> _TEXTO MOSTRADO_:
========================

La celebración del primer Año jubilar fue una impresionante demostración de la plenitud de poder del Papa sobre el mundo. Pero fue sólo eso: una manifestación, que duró lo que duró el Año jubilar. En el colegio cardenalicio, Bonifacio se enfrentó con la fuerte oposición de los cardenales Colonna (tío y sobrino). Bajo la dirección de estos, una minoría de cardenales quiso anular la elección de Bonifacio VIII. Este enfrentamiento interno tuvo repercusiones políticos en el exterior. Los miembros de la familia Colonna pidieron un concilio general. Bonifacio los excumulgó. Entonces los Colonna se refugiaron en Francia.

Felipe IV, hombre sin escrúpulos, frío y calculador, a quien lo único que le interesaba era el poder nacional, se opuso al Papa, y sus legistas redactaron el programa de la nueva autoridad estatal, independiente de la Iglesia. Felipe IV, apoyado en estos juristas y en algunos teólogos opuestos al Papa, rechazará diversas imposiciones de Bonifacio VIII, argumentando que el gobierno de su reino en los asuntos temporales es exclusivamente de su incumbencia y que en ello no reconocía a nadie como superior suyo.[1] De conflicto en conflicto entre los dos, el Papa, en su ofensiva, en 1303 escribió la bula Unam sanctam, en la que se establecía que el rey debía ser excomulgado en Anagni el día de la Natividad de María y sus súbditos declarados exentos del juramento de fidelidad. Pero un día antes irrumpieron en Anagni mercenarios franceses que, en una escena vergonzosa, cogieron prisionero al Papa para ser llevado a Francia y ser juzgado allí. Los encargados de la bofetada de Anagni fueron el canciller francés Nogaret y Sciarra Colonna. El papado quedó profundamente humillado, aunque el Papa pudo ser liberado por los italianos y entrar solemnemente en Roma, donde a las cinco semanas murió.

Felipe el Hermoso no quedó satisfecho con su victoria. Quiso un reconocimiento oficial de sus ideas: la Iglesia, su suprema representación en el Concilio y su supremo jefe, el Papa, debían hacer constar que su proceder había sido justo y, al mismo tiempo, condenar al difunto Papa Bonifacio VIII. El sucesor de Bonifacio VIII, Benedicto XI (1303-1304), hombre espiritual, aunque trató de defender la memoria de Bonifacio VIII, fue muy condescendiente con las exigencias del rey francés, revocó los decretos de su predecesor, absolvió al rey de la excomunión, sobreseyó las severas condenas contra la familia Colonna, pero excomulgó nominalmente a Nogaret y a Sciarra Colonna, autores del atentado sacrílego de Anagni.

========================

> _ENTRADAS EN BRUTO_:

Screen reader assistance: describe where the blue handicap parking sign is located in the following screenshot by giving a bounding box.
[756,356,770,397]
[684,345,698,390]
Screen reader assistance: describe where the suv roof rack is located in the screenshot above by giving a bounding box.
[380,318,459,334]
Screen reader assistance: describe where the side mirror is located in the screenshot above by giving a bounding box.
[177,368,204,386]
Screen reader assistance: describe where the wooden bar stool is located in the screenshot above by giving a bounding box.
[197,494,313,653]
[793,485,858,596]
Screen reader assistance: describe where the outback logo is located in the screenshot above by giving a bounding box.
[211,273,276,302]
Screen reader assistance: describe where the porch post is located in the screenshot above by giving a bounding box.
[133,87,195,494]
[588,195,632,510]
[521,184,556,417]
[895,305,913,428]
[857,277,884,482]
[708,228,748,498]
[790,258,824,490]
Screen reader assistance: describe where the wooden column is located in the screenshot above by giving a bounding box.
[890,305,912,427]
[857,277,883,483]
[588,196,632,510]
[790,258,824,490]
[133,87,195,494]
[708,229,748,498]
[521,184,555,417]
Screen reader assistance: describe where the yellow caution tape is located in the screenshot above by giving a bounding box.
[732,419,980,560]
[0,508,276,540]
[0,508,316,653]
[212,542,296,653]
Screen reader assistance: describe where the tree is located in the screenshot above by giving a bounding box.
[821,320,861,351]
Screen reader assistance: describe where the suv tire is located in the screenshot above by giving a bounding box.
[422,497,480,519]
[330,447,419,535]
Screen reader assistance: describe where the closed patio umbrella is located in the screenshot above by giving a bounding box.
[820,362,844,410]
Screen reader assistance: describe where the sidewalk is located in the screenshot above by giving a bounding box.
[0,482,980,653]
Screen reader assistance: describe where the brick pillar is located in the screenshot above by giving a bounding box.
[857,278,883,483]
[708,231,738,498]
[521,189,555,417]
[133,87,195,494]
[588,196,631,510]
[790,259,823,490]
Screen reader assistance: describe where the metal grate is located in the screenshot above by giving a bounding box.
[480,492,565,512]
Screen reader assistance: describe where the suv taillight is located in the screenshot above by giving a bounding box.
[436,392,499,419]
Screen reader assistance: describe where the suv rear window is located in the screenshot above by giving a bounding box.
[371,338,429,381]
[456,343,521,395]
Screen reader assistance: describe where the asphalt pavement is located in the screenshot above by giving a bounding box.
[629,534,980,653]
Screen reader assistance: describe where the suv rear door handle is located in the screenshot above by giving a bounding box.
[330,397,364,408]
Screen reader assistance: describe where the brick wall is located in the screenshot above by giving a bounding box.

========================

> _DESAFÍOS_:
[1] Responde estas preguntas sobre el texto acerca de Bonifacio VIII:
(a) ¿Adónde se refugiaron los Colonna después de ser excomulgados?
(b) ¿Quiénes fueron los encargados de la bofetada de Anagni?
(c) ¿Qué años de pontificado se indican para Benedicto XI?
[2] En las entradas, toma las líneas que empiezan en la que contiene "Screen reader assistance: describe where the suv tire" y siguen hasta la que contiene "[330,447,419,535]", ambas incluidas. Escríbelas de nuevo cambiando "suv tire" por "rear tire", sin tocar nada más, y entrega solo esas líneas.

> _RESPUESTAS POR TAREA_:
[1]
(a) A Francia.
(b) El canciller francés Nogaret y Sciarra Colonna.
(c) 1303-1304.

[2]
Screen reader assistance: describe where the rear tire is located in the screenshot above by giving a bounding box.
[422,497,480,519]
[330,447,419,535]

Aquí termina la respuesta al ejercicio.